PROBLEM DESCRIPTION
Please count the lines in the data below that contain the word "black", treating uppercase and lowercase as different, and give only the number.

PROVIDED MATERIAL
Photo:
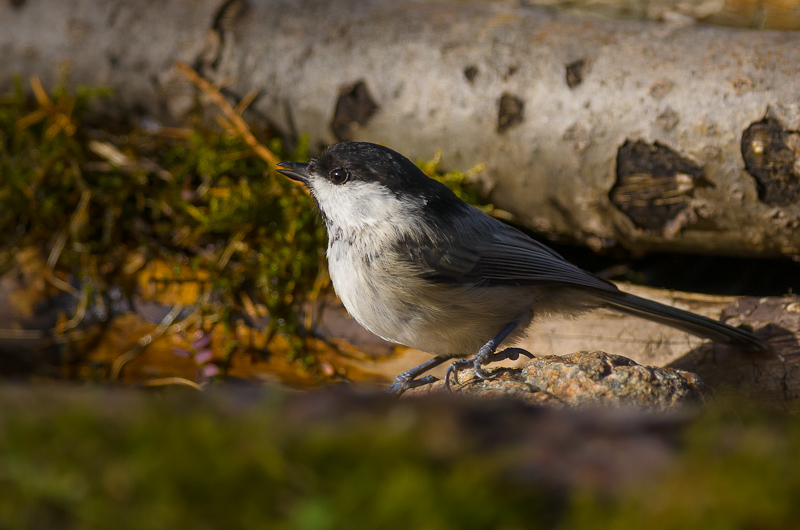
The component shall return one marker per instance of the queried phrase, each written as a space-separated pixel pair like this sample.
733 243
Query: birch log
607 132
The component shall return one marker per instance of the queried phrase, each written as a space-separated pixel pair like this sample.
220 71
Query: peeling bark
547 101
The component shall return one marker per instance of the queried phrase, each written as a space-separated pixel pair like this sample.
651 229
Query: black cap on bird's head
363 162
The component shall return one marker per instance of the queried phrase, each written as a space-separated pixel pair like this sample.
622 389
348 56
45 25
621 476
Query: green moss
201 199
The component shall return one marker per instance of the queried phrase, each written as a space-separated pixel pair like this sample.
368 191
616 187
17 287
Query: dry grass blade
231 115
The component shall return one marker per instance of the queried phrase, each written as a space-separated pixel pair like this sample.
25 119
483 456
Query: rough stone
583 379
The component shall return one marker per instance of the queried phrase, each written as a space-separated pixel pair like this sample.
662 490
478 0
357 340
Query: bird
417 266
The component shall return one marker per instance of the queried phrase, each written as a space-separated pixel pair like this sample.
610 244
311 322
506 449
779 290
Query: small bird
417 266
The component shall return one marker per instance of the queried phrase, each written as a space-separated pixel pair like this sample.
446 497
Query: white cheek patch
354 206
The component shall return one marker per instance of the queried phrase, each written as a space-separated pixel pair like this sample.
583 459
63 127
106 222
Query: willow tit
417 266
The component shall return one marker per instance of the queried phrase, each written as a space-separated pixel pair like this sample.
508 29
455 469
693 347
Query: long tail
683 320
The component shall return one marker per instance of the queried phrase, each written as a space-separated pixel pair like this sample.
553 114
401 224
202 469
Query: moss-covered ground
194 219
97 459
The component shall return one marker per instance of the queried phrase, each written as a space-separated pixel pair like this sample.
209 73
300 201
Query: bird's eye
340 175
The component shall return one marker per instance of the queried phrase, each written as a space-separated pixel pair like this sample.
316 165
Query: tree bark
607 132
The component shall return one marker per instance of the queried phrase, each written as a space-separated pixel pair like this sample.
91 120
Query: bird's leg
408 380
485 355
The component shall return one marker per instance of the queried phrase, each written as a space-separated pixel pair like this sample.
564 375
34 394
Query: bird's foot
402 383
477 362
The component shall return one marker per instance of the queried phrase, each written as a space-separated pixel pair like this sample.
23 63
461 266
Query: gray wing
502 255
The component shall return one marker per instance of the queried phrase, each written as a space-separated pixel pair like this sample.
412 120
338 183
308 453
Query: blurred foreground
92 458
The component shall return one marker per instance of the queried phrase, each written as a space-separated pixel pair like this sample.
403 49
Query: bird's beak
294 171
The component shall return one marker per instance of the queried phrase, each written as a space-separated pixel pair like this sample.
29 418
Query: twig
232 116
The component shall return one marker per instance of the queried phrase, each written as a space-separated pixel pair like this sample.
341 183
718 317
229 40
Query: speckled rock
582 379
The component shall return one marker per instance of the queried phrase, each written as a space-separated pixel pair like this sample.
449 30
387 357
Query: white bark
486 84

---

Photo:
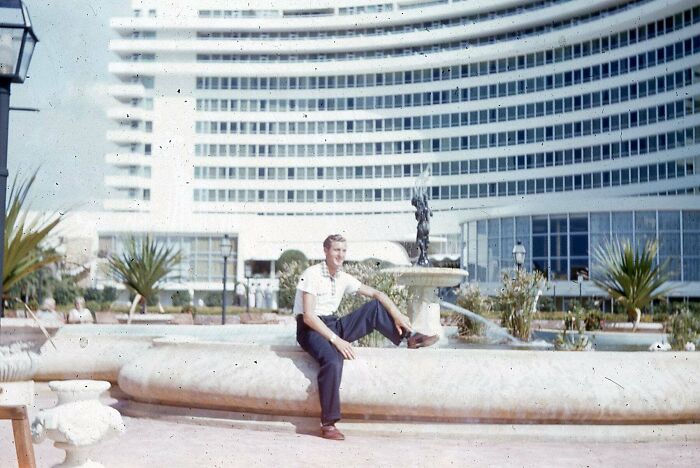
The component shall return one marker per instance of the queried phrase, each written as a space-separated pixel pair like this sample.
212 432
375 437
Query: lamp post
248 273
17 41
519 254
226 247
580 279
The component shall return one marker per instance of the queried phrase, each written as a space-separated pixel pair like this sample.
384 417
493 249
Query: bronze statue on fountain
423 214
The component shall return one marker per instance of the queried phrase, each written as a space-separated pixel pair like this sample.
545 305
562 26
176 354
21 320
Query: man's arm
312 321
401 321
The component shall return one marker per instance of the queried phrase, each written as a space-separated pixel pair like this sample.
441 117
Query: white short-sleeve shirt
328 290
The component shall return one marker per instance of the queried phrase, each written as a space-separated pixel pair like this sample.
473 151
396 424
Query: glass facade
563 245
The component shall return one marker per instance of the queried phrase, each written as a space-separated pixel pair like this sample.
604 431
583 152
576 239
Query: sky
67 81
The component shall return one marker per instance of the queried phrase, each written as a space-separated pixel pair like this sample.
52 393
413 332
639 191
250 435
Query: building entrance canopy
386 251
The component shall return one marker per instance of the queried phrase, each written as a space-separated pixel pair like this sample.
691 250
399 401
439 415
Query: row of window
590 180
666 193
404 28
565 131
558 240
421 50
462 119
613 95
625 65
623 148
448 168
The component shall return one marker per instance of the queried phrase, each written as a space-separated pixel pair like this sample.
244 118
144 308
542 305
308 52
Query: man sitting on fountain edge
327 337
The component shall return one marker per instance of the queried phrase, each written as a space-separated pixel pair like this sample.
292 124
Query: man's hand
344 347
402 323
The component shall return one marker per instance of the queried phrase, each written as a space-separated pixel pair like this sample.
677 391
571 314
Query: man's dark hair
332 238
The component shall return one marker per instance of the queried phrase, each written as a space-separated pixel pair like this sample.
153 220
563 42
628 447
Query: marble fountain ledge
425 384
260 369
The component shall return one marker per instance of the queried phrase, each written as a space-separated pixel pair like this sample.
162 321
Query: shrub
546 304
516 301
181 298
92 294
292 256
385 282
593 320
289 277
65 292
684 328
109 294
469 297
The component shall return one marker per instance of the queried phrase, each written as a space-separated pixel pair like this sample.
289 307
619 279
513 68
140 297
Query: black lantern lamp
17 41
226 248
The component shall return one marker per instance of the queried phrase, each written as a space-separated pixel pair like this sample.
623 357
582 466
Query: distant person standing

COMPLETED EXERCISE
2